- To be done:
- A) Reproduce the part of the review starting with "I purchased the" and going on through "be proportionally sound.".
- B) In the review, how is the Mac Pro connected to the Airport?
- C) Name every computer or networking product that the review mentions by model name.

- Passage provided:
* * * * *

# Macbook Air review



## Johnny Melano (Jan 26, 2004)

This is just a quick review of my Macbook Air purchase experience.

This thing is ridiculous... That's the only way I can sum it up. It's absolutely ridiculous.

You can't understand how thin and compact it is without holding it in your own hands. It's very sturdy, seems to be very durable, there aren't many things that can get snagged or anything, it's brilliant.

I purchased the new Airport Extreme with the MBA and together, they're great. I have my Mac Pro hooked up to the Airport via Gigabyte ethernet and the MBA through wireless N. File transfers are fast, real fast. Much better then my old setup with the Macbook Pro using wireless G. 

The start-up is nice and snappy, the screen is absolutely gorgeous, everything seems to be proportionally sound.

I played around with the sick touch-pad before I started my re-install. I'm now re-installing the OS to get rid of all those printer drivers (I only needed Brother and HP) so that saved me a couple gigs and language support which saved me an extra 3 gigs. At the end I should have about 65GBs left over the 74 it originally has.

* * * * *

- Given data:
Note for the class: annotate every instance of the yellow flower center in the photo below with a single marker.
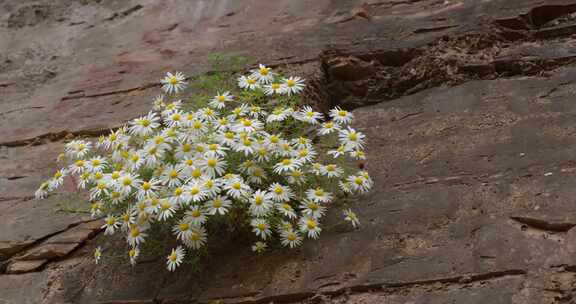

* * * * *

- Written answers:
- A)
I purchased the new Airport Extreme with the MBA and together, they're great. I have my Mac Pro hooked up to the Airport via Gigabyte ethernet and the MBA through wireless N. File transfers are fast, real fast. Much better then my old setup with the Macbook Pro using wireless G. 

The start-up is nice and snappy, the screen is absolutely gorgeous, everything seems to be proportionally sound.

- B) Through Gigabyte ethernet.

- C)
- Macbook Air
- Airport Extreme
- Mac Pro
- Macbook Pro